• **Quoted passage**
══════════
Why gcc is so much worse at std::vector vectorization of a conditional multiply than clang?

Question

Consider following float loop, compiled using -O3 -mavx2 -mfma

for (auto i = 0; i < a.size(); ++i) {
    a[i] = (b[i] > c[i]) ? (b[i] * c[i]) : 0;
}

Clang done perfect job at vectorizing it. It uses 256-bit ymm registers and understands the difference between vblendps/vandps for the best performance possible.

.LBB0_7:
        vcmpltps        ymm2, ymm1, ymm0
        vmulps  ymm0, ymm0, ymm1
        vandps  ymm0, ymm2, ymm0

GCC, however, is much worse. For some reason it doesn’t get better than SSE 128-bit vectors (-mprefer-vector-width=256 won’t change anything).

.L6:
        vcomiss xmm0, xmm1
        vmulss  xmm0, xmm0, xmm1
        vmovss  DWORD PTR [rcx+rax*4], xmm0

If replace it with plain array (as in guideline), gcc does vectorize it to AVX ymm.

int a[256], b[256], c[256];
auto foo (int *a, int *b, int *c) {
  int i;
  for (i=0; i<256; i++){
    a[i] =  (b[i] > c[i]) ? (b[i] * c[i]) : 0;
  }
}

However I didn’t find how to do it with variable-length std::vector. What sort of hint does gcc need to vectorize std::vector to AVX?

Source on Godbolt with gcc 13.1 and clang 14.0.0

BTW the SSE code wasn't really using 128-bit vectors as such, it's scalar code (with the ss suffix standing for 'scalar, single precision'). If it was actually vectorized with SSE, the suffixes would be ps. — 2 days ago
Also, that's not SSE, it's using the AVX encodings (vcomiss scalar compare, not legacy-SSE comiss) with 128-bit XMM registers, because you enabled AVX. — 20 hours ago

score 25 · Accepted Answer · 2023-07-14 15:49:08Z

It’s not std::vector that’s the problem, it’s float and GCC’s usually-bad default of -ftrapping-math that is supposed to treat FP exceptions as a visible side-effect, but doesn’t always correctly do that, and misses some optimizations that would be safe.
══════════
• **Exercise goal**
Copy out the entire thread on gcc and clang vectorization word for word. Rely on nothing but the text above.

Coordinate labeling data
══════════
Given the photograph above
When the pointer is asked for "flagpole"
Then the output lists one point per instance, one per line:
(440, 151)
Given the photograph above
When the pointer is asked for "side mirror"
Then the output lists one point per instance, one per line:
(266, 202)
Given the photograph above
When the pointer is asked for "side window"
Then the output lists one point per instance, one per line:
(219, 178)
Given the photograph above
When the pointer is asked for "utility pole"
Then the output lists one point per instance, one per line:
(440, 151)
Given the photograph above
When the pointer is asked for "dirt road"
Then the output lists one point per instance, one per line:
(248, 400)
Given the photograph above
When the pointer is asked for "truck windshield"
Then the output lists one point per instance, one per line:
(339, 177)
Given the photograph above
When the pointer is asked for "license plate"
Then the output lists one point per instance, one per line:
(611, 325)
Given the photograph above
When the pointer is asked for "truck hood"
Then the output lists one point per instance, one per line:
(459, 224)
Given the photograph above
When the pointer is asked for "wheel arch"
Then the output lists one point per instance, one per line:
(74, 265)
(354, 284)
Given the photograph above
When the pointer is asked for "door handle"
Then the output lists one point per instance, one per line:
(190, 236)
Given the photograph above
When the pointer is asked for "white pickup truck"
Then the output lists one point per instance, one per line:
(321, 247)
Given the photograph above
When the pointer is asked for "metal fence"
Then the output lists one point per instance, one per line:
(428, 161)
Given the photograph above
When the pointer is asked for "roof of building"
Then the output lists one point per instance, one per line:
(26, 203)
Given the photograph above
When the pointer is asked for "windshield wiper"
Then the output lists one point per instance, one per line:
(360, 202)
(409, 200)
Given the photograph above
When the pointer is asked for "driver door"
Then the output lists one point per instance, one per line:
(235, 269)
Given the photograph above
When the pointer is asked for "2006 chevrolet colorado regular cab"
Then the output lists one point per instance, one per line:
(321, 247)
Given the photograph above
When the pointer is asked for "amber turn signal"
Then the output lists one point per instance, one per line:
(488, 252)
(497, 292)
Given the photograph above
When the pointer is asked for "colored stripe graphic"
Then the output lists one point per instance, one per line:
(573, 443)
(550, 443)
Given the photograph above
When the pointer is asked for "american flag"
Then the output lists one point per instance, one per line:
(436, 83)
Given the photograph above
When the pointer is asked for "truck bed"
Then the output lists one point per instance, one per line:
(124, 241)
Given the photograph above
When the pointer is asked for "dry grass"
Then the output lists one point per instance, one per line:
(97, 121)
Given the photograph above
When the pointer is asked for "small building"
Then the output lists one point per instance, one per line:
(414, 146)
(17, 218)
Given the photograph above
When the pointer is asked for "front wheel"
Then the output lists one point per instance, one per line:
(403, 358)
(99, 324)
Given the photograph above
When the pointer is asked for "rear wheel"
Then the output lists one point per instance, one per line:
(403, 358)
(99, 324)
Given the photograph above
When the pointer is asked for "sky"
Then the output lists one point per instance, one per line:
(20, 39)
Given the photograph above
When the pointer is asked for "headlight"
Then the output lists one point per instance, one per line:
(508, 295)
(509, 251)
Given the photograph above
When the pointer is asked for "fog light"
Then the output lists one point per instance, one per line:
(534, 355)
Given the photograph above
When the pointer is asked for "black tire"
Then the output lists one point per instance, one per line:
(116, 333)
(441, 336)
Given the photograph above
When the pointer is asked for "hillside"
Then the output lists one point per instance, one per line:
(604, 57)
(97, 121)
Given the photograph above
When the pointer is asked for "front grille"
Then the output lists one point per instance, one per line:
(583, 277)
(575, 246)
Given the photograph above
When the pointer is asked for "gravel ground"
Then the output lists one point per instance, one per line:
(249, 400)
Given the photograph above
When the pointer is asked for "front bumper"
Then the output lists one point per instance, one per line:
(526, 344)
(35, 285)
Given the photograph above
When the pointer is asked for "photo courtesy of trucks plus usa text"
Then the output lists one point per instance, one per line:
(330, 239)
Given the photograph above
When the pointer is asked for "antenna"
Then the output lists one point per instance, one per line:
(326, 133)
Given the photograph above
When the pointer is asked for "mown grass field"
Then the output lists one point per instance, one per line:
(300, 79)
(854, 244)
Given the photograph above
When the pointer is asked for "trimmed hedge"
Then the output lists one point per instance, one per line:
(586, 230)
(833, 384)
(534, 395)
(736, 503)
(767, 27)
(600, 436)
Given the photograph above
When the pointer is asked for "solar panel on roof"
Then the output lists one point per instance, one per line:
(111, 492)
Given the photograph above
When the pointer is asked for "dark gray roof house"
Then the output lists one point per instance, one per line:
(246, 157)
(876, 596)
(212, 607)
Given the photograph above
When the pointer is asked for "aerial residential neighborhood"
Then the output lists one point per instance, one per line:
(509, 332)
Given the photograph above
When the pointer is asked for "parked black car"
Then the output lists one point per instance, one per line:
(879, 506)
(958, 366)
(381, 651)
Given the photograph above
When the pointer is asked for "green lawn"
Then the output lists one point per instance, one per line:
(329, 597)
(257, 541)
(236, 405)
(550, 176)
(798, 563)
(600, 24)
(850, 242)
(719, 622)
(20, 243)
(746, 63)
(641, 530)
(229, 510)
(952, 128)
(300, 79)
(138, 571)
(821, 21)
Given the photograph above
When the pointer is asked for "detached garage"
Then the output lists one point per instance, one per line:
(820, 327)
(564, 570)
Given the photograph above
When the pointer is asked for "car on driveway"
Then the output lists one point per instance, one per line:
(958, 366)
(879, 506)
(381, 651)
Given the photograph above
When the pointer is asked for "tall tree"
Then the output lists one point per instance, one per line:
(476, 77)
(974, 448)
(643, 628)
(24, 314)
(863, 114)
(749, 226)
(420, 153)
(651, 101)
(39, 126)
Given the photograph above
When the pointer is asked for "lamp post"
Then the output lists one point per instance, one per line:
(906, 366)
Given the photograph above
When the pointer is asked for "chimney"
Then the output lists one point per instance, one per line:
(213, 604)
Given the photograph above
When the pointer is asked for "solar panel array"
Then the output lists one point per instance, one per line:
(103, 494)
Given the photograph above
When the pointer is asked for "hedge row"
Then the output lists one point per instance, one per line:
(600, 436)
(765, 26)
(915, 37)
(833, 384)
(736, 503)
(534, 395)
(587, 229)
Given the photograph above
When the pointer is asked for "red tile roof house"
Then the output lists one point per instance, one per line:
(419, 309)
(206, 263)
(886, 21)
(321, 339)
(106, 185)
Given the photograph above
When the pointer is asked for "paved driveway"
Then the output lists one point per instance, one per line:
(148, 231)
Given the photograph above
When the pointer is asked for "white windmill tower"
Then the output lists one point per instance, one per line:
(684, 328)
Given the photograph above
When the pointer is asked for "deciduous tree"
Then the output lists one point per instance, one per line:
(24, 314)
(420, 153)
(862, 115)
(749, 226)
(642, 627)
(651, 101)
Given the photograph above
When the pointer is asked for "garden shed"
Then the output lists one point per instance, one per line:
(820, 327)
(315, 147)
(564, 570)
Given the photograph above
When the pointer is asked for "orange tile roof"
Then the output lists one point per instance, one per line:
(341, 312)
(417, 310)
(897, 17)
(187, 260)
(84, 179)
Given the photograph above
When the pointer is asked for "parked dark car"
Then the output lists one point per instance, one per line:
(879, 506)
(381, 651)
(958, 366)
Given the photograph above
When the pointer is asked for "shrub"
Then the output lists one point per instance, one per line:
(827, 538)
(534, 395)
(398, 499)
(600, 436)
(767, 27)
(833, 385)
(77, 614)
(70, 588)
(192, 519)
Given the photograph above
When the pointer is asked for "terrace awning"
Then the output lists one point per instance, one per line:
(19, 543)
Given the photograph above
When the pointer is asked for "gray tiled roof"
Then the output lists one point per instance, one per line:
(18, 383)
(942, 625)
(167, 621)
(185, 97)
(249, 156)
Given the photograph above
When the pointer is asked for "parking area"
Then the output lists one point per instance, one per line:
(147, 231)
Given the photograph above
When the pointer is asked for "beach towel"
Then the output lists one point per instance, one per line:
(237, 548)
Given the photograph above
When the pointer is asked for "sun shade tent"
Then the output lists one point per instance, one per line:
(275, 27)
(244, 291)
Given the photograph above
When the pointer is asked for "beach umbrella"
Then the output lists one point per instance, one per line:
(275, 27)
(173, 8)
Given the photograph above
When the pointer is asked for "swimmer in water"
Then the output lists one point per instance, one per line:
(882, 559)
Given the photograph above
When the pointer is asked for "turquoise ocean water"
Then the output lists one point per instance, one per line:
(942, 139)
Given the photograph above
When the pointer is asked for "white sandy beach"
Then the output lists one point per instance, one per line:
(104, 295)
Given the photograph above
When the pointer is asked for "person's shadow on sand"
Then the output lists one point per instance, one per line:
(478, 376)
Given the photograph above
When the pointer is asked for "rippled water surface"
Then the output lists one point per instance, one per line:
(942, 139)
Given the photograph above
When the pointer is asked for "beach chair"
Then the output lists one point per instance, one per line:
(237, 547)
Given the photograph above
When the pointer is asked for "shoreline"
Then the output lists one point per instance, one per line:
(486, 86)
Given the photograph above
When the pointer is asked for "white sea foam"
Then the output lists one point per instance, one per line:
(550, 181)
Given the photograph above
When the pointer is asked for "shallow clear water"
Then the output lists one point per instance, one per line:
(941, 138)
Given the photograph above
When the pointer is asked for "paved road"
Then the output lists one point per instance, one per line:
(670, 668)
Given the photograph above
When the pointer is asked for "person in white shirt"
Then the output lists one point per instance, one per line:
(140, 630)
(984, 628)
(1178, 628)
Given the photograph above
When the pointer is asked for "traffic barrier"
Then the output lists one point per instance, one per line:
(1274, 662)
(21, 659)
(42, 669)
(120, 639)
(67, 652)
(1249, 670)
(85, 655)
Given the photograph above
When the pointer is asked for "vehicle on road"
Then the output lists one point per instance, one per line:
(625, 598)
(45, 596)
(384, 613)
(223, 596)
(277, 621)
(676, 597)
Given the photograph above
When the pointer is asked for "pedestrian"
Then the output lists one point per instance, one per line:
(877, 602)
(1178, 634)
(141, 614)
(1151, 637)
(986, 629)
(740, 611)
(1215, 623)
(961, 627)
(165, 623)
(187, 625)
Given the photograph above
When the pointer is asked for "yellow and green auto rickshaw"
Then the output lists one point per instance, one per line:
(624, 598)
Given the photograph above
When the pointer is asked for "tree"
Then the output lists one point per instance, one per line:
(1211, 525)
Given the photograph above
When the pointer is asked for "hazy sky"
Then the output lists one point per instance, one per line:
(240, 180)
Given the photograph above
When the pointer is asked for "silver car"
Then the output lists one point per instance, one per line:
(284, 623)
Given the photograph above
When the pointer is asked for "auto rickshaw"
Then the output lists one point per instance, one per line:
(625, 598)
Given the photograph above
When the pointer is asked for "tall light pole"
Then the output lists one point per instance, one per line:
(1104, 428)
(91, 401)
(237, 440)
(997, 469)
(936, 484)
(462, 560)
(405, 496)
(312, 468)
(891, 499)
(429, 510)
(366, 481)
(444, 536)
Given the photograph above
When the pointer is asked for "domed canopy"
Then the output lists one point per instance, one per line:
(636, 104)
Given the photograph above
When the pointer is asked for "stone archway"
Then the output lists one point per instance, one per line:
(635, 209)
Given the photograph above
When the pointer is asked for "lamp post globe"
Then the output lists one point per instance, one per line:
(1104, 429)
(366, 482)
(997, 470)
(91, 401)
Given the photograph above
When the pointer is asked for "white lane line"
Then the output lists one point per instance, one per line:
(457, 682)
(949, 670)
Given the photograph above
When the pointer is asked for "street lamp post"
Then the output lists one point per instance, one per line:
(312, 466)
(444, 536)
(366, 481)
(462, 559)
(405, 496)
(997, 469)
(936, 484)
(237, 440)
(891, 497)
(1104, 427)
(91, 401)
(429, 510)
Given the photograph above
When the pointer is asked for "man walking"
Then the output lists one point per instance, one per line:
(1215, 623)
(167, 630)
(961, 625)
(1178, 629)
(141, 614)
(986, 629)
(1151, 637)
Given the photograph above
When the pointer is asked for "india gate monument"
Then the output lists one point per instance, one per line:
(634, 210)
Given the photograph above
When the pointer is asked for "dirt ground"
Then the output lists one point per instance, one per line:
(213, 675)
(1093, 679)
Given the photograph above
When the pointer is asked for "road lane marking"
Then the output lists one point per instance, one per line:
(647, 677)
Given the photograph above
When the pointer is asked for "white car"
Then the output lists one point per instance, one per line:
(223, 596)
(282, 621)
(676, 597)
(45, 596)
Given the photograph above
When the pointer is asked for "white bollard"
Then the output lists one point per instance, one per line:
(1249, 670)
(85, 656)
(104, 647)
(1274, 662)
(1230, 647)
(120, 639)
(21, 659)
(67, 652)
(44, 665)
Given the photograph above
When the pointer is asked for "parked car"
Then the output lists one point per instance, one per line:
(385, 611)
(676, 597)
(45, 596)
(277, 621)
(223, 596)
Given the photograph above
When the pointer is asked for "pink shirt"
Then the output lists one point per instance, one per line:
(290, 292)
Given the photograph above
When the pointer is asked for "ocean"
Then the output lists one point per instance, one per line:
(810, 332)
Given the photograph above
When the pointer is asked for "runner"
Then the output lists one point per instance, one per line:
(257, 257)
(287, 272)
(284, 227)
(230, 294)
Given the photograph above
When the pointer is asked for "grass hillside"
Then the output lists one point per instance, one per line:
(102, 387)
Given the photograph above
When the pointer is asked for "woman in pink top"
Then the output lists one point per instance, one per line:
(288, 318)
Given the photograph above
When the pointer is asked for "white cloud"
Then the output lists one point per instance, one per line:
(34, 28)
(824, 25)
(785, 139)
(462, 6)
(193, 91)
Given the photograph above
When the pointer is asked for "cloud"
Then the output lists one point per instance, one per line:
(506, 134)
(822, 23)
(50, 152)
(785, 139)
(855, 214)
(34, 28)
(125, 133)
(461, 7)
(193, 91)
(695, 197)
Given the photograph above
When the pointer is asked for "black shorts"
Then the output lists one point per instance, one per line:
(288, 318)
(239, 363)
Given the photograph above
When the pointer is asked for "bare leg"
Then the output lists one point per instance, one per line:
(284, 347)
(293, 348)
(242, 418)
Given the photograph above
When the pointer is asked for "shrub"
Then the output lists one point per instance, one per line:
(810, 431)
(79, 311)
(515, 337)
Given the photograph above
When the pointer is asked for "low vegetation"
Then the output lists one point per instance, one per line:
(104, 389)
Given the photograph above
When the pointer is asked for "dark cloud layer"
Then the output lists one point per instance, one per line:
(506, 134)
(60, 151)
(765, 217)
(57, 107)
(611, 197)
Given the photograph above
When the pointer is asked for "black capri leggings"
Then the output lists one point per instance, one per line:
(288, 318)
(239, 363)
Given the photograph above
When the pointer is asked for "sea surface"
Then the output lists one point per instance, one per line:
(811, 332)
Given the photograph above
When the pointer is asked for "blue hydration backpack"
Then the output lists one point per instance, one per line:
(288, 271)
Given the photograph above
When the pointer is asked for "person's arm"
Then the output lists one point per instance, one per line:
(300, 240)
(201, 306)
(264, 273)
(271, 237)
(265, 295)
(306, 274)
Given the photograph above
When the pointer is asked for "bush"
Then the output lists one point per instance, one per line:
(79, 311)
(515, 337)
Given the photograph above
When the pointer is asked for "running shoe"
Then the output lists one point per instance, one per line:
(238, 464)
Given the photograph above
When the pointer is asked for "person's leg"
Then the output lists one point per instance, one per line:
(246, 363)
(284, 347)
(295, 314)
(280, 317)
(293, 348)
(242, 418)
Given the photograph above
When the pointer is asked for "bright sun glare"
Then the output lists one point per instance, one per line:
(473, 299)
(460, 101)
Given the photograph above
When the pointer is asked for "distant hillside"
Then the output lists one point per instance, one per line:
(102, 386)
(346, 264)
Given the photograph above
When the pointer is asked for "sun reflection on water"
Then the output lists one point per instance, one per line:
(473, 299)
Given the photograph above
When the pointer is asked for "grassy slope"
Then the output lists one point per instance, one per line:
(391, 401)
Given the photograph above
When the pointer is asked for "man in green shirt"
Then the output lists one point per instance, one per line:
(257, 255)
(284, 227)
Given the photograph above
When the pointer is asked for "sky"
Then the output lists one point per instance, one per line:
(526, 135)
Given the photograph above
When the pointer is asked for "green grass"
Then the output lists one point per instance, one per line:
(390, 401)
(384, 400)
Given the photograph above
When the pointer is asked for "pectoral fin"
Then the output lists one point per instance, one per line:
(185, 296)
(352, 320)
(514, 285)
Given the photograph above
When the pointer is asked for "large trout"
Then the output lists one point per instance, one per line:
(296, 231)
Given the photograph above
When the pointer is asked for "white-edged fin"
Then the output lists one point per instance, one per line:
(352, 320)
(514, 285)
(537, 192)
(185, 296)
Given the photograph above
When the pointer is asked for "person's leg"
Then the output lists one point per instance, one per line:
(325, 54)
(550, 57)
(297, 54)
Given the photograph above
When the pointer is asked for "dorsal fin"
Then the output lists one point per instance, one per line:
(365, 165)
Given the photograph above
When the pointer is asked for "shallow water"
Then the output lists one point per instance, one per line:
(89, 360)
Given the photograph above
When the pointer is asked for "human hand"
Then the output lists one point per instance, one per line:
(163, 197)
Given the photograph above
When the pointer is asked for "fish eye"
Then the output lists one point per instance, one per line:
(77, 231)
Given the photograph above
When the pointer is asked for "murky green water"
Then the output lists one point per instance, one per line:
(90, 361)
══════════
• **Solved problem**
Why gcc is so much worse at std::vector vectorization of a conditional multiply than clang?

Question

Consider following float loop, compiled using -O3 -mavx2 -mfma

for (auto i = 0; i < a.size(); ++i) {
    a[i] = (b[i] > c[i]) ? (b[i] * c[i]) : 0;
}

Clang done perfect job at vectorizing it. It uses 256-bit ymm registers and understands the difference between vblendps/vandps for the best performance possible.

.LBB0_7:
        vcmpltps        ymm2, ymm1, ymm0
        vmulps  ymm0, ymm0, ymm1
        vandps  ymm0, ymm2, ymm0

GCC, however, is much worse. For some reason it doesn’t get better than SSE 128-bit vectors (-mprefer-vector-width=256 won’t change anything).

.L6:
        vcomiss xmm0, xmm1
        vmulss  xmm0, xmm0, xmm1
        vmovss  DWORD PTR [rcx+rax*4], xmm0

If replace it with plain array (as in guideline), gcc does vectorize it to AVX ymm.

int a[256], b[256], c[256];
auto foo (int *a, int *b, int *c) {
  int i;
  for (i=0; i<256; i++){
    a[i] =  (b[i] > c[i]) ? (b[i] * c[i]) : 0;
  }
}

However I didn’t find how to do it with variable-length std::vector. What sort of hint does gcc need to vectorize std::vector to AVX?

Source on Godbolt with gcc 13.1 and clang 14.0.0

BTW the SSE code wasn't really using 128-bit vectors as such, it's scalar code (with the ss suffix standing for 'scalar, single precision'). If it was actually vectorized with SSE, the suffixes would be ps. — 2 days ago
Also, that's not SSE, it's using the AVX encodings (vcomiss scalar compare, not legacy-SSE comiss) with 128-bit XMM registers, because you enabled AVX. — 20 hours ago

score 25 · Accepted Answer · 2023-07-14 15:49:08Z

It’s not std::vector that’s the problem, it’s float and GCC’s usually-bad default of -ftrapping-math that is supposed to treat FP exceptions as a visible side-effect, but doesn’t always correctly do that, and misses some optimizations that would be safe.